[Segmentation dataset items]
---*---
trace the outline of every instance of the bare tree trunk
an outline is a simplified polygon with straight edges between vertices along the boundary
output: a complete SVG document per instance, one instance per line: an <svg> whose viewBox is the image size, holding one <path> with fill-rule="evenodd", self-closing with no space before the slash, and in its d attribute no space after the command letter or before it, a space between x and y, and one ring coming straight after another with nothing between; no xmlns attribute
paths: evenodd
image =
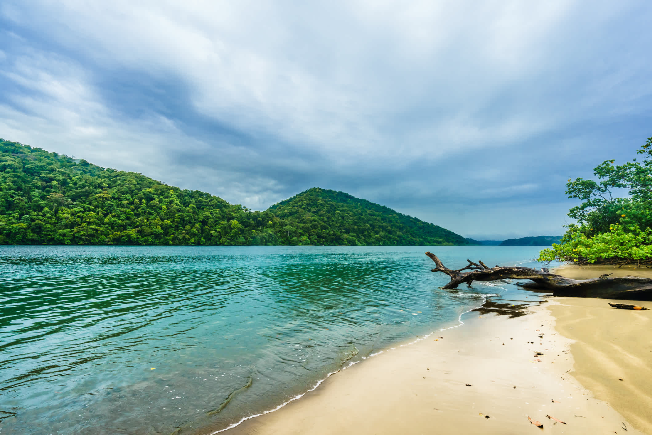
<svg viewBox="0 0 652 435"><path fill-rule="evenodd" d="M532 290L552 292L555 296L600 297L610 299L652 301L652 278L640 277L615 277L601 275L599 278L575 280L550 273L547 269L538 271L531 267L506 266L488 267L481 261L474 263L467 260L469 265L453 270L445 267L436 255L426 252L437 267L433 272L441 272L451 277L451 282L443 289L456 288L466 282L470 286L473 281L496 281L501 279L527 279L531 282L522 285ZM469 272L463 271L469 270Z"/></svg>

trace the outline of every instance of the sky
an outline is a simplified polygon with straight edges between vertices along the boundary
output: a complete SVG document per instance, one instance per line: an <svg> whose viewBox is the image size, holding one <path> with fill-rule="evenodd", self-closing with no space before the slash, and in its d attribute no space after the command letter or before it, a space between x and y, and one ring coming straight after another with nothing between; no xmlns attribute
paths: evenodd
<svg viewBox="0 0 652 435"><path fill-rule="evenodd" d="M0 4L0 138L264 210L342 190L557 235L652 136L652 3Z"/></svg>

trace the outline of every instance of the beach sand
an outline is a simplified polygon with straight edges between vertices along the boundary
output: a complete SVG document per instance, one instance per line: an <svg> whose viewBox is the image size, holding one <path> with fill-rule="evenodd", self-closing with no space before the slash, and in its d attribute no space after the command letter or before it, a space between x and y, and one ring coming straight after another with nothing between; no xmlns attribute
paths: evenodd
<svg viewBox="0 0 652 435"><path fill-rule="evenodd" d="M553 271L568 278L588 279L603 273L652 278L652 269L623 266L564 266ZM557 297L550 307L556 329L575 340L573 376L608 401L638 428L652 434L652 303ZM650 308L613 308L608 302ZM619 380L622 379L621 381Z"/></svg>
<svg viewBox="0 0 652 435"><path fill-rule="evenodd" d="M612 277L633 275L644 278L652 278L652 269L647 269L645 267L623 266L618 269L618 266L576 266L570 264L554 269L550 271L572 279L590 279L597 278L604 273L611 273Z"/></svg>
<svg viewBox="0 0 652 435"><path fill-rule="evenodd" d="M574 308L567 301L557 303L531 307L531 314L518 317L471 312L460 327L368 358L333 375L301 399L228 433L642 433L567 373L573 370L571 340L555 330L555 318L546 307L555 305L559 315ZM565 320L564 328L571 322ZM580 359L582 367L584 358ZM591 372L576 372L582 382ZM644 427L638 412L628 415ZM543 428L531 424L528 417L543 423Z"/></svg>
<svg viewBox="0 0 652 435"><path fill-rule="evenodd" d="M652 434L652 305L635 301L556 297L556 329L575 341L569 374L634 427ZM608 302L647 306L619 310Z"/></svg>

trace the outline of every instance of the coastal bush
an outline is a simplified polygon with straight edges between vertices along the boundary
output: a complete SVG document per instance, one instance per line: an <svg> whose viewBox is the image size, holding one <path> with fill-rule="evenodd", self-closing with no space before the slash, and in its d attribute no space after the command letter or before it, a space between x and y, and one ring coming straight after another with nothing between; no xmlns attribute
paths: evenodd
<svg viewBox="0 0 652 435"><path fill-rule="evenodd" d="M637 151L644 155L623 165L606 160L594 169L598 181L576 178L566 185L569 198L583 202L569 211L577 224L539 260L578 264L652 263L652 138ZM629 198L614 198L614 188Z"/></svg>

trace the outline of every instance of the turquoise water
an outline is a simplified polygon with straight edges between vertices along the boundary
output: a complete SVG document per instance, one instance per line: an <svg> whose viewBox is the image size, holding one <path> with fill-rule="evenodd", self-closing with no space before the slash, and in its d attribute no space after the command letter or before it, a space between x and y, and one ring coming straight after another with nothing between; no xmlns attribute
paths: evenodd
<svg viewBox="0 0 652 435"><path fill-rule="evenodd" d="M426 250L457 268L540 267L539 249L0 247L0 434L226 427L484 297L537 298L439 290Z"/></svg>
---*---
- Task statement
Copy the items word for word from their first line up to and including the line that contains "290L552 292L555 296L600". Leave out any pictures.

- Expected answer
trace the outline of every instance of the bare tree trunk
an outline is a simplified polygon with straight edges between vertices along the boundary
output: a complete SVG document per instance, one instance per line: an <svg> whose viewBox is the image size, holding one <path> with fill-rule="evenodd", self-closing with no space before the slash, and in its d attribute no space after the command letter or before it, a space between x and y, and one ring coming straight after another with nothing between; no xmlns attribute
paths: evenodd
image =
<svg viewBox="0 0 652 435"><path fill-rule="evenodd" d="M532 290L552 292L555 296L600 297L610 299L652 301L652 278L640 277L615 277L601 275L599 278L575 280L550 273L547 269L538 271L531 267L506 266L488 267L481 261L474 263L467 260L469 265L453 270L445 267L436 255L426 252L437 267L433 272L441 272L451 277L451 282L443 289L456 288L466 282L470 286L473 281L496 281L501 279L527 279L531 282L522 285ZM469 272L463 271L469 270Z"/></svg>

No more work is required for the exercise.